* start Supplied records *

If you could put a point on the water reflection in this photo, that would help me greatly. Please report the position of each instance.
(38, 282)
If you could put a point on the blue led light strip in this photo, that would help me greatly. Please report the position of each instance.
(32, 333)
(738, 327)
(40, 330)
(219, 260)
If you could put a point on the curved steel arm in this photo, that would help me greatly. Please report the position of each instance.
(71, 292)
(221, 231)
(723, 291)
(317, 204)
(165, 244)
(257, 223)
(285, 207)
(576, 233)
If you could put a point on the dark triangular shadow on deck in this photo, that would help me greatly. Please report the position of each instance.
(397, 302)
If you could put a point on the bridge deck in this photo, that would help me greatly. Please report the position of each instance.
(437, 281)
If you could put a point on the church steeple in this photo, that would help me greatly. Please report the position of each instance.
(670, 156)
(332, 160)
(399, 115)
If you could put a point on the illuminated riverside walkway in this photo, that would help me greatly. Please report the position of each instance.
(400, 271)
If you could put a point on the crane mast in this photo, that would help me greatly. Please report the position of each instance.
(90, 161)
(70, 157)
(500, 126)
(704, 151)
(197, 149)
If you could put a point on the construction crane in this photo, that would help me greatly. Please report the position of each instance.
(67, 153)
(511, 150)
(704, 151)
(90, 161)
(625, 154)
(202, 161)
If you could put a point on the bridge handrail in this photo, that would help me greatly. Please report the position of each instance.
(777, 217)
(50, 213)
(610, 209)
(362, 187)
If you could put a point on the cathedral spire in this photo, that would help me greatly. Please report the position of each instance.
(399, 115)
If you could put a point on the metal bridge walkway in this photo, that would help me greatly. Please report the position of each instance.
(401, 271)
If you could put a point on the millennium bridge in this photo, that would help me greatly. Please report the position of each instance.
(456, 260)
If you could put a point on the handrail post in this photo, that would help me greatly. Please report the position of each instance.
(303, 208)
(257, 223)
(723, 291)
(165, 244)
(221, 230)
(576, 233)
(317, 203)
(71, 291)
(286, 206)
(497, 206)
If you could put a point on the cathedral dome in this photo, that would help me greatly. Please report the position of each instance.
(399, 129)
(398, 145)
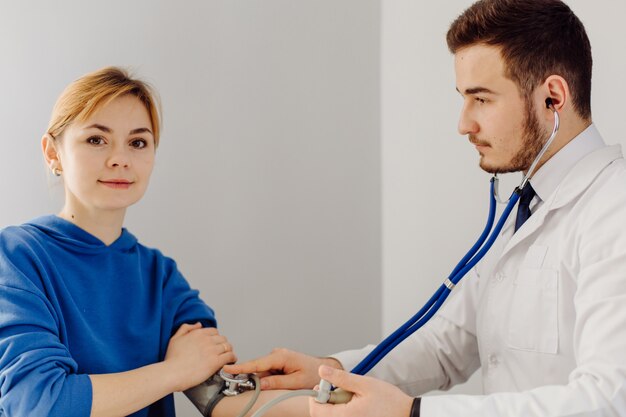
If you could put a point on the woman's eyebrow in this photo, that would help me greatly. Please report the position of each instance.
(109, 130)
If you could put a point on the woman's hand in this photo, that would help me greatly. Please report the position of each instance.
(195, 353)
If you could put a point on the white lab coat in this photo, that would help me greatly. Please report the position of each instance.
(544, 313)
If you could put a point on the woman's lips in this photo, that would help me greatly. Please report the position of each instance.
(116, 183)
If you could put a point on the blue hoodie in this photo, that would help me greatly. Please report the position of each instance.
(71, 306)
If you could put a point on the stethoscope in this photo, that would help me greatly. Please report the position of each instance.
(475, 254)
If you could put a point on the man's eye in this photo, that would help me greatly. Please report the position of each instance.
(138, 143)
(95, 140)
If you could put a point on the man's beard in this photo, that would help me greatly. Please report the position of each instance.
(533, 140)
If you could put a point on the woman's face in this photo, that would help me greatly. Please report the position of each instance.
(106, 161)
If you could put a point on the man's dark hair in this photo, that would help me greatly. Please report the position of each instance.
(537, 38)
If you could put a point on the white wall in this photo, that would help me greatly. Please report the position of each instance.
(267, 184)
(435, 199)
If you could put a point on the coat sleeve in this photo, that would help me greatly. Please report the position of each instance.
(441, 354)
(38, 377)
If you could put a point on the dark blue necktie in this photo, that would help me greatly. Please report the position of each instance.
(523, 209)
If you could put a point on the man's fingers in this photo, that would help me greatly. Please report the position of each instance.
(326, 410)
(186, 328)
(266, 363)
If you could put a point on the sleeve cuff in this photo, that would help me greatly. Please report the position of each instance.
(415, 408)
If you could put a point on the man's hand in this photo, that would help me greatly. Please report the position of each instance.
(372, 398)
(195, 353)
(284, 369)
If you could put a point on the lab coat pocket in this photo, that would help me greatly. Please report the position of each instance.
(533, 319)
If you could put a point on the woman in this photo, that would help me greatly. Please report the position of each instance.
(92, 323)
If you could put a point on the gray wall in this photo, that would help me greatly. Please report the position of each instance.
(267, 184)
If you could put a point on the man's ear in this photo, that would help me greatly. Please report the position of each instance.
(557, 90)
(50, 152)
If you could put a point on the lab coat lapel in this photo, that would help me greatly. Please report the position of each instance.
(578, 179)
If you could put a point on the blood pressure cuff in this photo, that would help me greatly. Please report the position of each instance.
(206, 395)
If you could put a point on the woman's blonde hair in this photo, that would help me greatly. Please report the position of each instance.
(87, 94)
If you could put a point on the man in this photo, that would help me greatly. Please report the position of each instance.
(544, 314)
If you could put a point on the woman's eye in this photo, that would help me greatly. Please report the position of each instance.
(138, 143)
(95, 140)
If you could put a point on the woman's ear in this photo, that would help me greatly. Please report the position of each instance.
(50, 152)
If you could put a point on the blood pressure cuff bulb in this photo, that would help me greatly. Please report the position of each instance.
(206, 395)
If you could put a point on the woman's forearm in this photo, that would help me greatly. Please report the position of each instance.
(293, 407)
(123, 393)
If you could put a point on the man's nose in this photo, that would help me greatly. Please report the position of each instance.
(467, 123)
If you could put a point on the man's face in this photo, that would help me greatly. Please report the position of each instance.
(502, 125)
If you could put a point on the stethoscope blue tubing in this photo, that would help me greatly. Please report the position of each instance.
(436, 301)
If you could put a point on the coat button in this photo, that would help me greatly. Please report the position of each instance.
(493, 360)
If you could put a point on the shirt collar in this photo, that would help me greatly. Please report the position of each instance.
(550, 175)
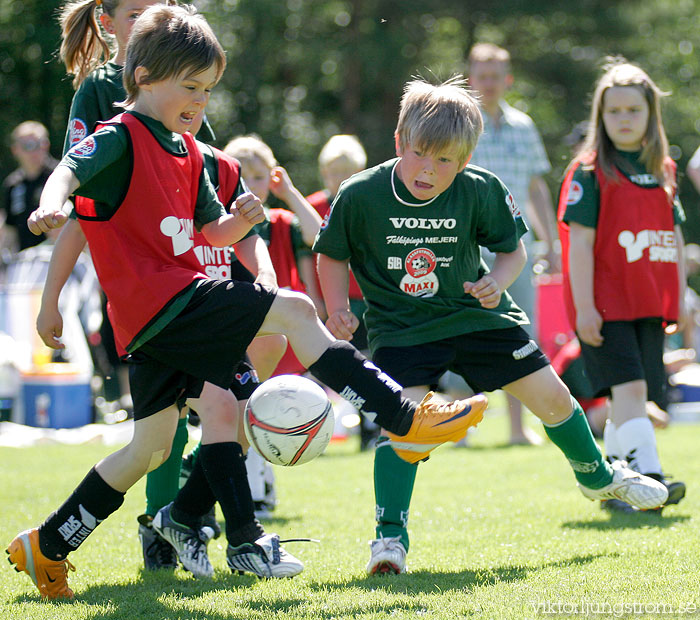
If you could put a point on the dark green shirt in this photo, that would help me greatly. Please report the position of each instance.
(584, 210)
(411, 261)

* end Supplied records *

• [What you have to do]
Turn all of the data above into a numbered list, one line per item, with blank lines dropped. Leave out the pictures.

• [Finished task]
1. If you could put a point on the water reflection in this photo, that would help me greatly. Please report the position of each instance.
2. (38, 282)
3. If you could put a point on the blue led light strip in this photo, that would help me greatly. Please report the position of each instance.
4. (32, 333)
5. (738, 327)
6. (40, 330)
7. (219, 260)
8. If you could put a point on the curved steel arm in this photo, that would help me greatly. Please report the position of each instance.
9. (71, 292)
10. (221, 231)
11. (723, 291)
12. (317, 204)
13. (165, 244)
14. (257, 223)
15. (285, 207)
16. (576, 233)
17. If you could put a point on the dark triangular shadow on deck in this photo, that would help me greatly. Please report the position of each instance.
18. (397, 302)
19. If you could put a point on the bridge deck in this photo, that would help me greatly. Please report the position of each instance.
20. (437, 281)
21. If you could put a point on the church steeple in this photo, that would help me greatly. Please report the position of each instance.
22. (670, 156)
23. (332, 160)
24. (399, 115)
25. If you could put a point on the illuminated riverside walkway in this photo, that would help me greatly. Please report the position of each instance.
26. (400, 271)
27. If you could put a point on the crane mast in this photo, that would help me greatly. Please report the position of each instance.
28. (90, 161)
29. (70, 157)
30. (500, 126)
31. (704, 151)
32. (197, 149)
33. If you could put a point on the construction crane in this photo, that would help me greatly. Please report the position of each instance.
34. (67, 153)
35. (511, 150)
36. (704, 151)
37. (90, 161)
38. (625, 154)
39. (202, 161)
40. If you could put a point on the bridge handrail in this photo, that would help me greatly. Please report the position of each instance.
41. (777, 217)
42. (50, 213)
43. (610, 209)
44. (362, 187)
45. If you could put a point on the cathedral spire in this photo, that would help me greatly. Please report the position of each instance.
46. (399, 115)
47. If you could put a point on the metal bridge walkway in this photo, that would help me greatly. Please report the position of each instance.
48. (401, 271)
49. If you could put a point on the millennium bridge in this photo, that would help me greatly. Please report the position of each instance.
50. (456, 260)
51. If you could put a point on the handrail post in this photo, that would help me greatly. Please report the position of each instance.
52. (303, 208)
53. (257, 223)
54. (723, 291)
55. (165, 244)
56. (221, 230)
57. (576, 233)
58. (317, 203)
59. (71, 291)
60. (286, 206)
61. (497, 206)
62. If you could put a point on the cathedral dome in this photo, that would help me greatly. Please report the position of each instance.
63. (399, 129)
64. (398, 145)
65. If you could put a point on the woman's eyebrow in this photo, that would help me greatly. Please report the position of each instance.
66. (109, 130)
67. If you could put a point on the woman's hand in this photo, that would help me greatly. Please report the position of each instance.
68. (195, 353)
69. If you could put a point on the white lab coat in this photo, that would help me greatly. Please report the position of each instance.
70. (544, 313)
71. If you could put a point on the woman's lips in this photo, that would help me greatly. Please report the position of each instance.
72. (116, 183)
73. If you could put a point on the blue hoodie in this photo, that would help me greatly. Please report the position of each instance.
74. (71, 306)
75. If you could put a point on the stethoscope in this photo, that would help me greatly. Please report the position of each instance.
76. (475, 254)
77. If you could put a point on the man's eye in this photo, that would help me greatly. Please report the position of each instance.
78. (138, 143)
79. (95, 140)
80. If you could put a point on the man's beard in this photo, that would help me greatly. Please report the position of each instance.
81. (533, 140)
82. If you could put a point on the woman's face in this photo, that would help me greatly. Please report the position of each instance.
83. (106, 161)
84. If you could put a point on the man's dark hair in this photo, that would help me greatly. Please report the position of each instance.
85. (537, 38)
86. If you could put a point on the white wall in this photo, that would help me greatly. Please report the position of each instance.
87. (267, 184)
88. (435, 199)
89. If you could put a point on the coat sleeve in this photo, that would help me greatly. Please report the position of each instance.
90. (441, 354)
91. (38, 377)
92. If you could put a point on the dark blue necktie in this photo, that would help me greatly. Please report the position of each instance.
93. (523, 209)
94. If you could put a point on the man's fingers in this photo, that would help me greatly. Please report the position of each instance.
95. (326, 410)
96. (186, 328)
97. (266, 363)
98. If you could put a point on the sleeve cuff in this photo, that would help me greatly. Please report the position of each instance.
99. (415, 408)
100. If you could put a point on the man's hand in this photo, that would help me greatly. Please report the position of each instance.
101. (372, 398)
102. (195, 353)
103. (284, 369)
104. If you could put a point on the lab coat pocket in this photo, that would help me greatly. Please report the position of each instance.
105. (533, 319)
106. If you could put a point on the woman in this photo, that would help me greatly. Please report the position of each instance.
107. (92, 323)
108. If you could put a point on the gray wall in this photo, that would help me greatly. Please report the position of each instance.
109. (267, 184)
110. If you could put a point on the man's ear in this photo, that would help me greatly. Please report the position of each instance.
111. (557, 90)
112. (50, 152)
113. If you could put a point on the lab coat lapel in this photo, that would help me greatly. Please report the position of each instance.
114. (578, 179)
115. If you could put a point on the blood pressure cuff in this photo, that would help me greatly. Please report the position of each instance.
116. (206, 395)
117. If you could put a point on the woman's blonde hair in this photo, that would help me greatly. Please report the position of each instance.
118. (87, 94)
119. If you could put a point on the man in this photo, that would help me greatly. Please report the position of each instance.
120. (544, 314)
121. If you could put a point on the woman's eye in this photo, that would help me greatly. Please report the position of each instance.
122. (138, 143)
123. (95, 140)
124. If you could put a point on the woman's ear in this photo, that would help me greatly. Please report the position of each instance.
125. (50, 152)
126. If you could put a point on the blood pressure cuff bulb in this photo, that would help me greatly. Please report the position of each instance.
127. (206, 395)
128. If you could put a point on the woman's forearm in this photo, that would help me greatly. Please report the position of each instance.
129. (293, 407)
130. (123, 393)
131. If you could put a point on the man's nose in this photo, that would help me greatly. Please report the position of each instance.
132. (467, 123)
133. If you could put a point on the man's face in this photo, that would help me greatly. Please report the position of each instance.
134. (502, 125)
135. If you could put a point on the stethoscope blue tubing in this photo, that would help me greatly. Please report the position of each instance.
136. (436, 301)
137. If you could put a point on the coat button in this photo, that would help me greatly. Please report the position of each instance.
138. (493, 360)
139. If you could put a point on the shirt collar in this photo, that would help me greatly. Please report the position of each instance.
140. (550, 175)
141. If you could put a point on the dark green shirt in this photo, that would help me greatly. Please report the position of each instance.
142. (584, 210)
143. (411, 261)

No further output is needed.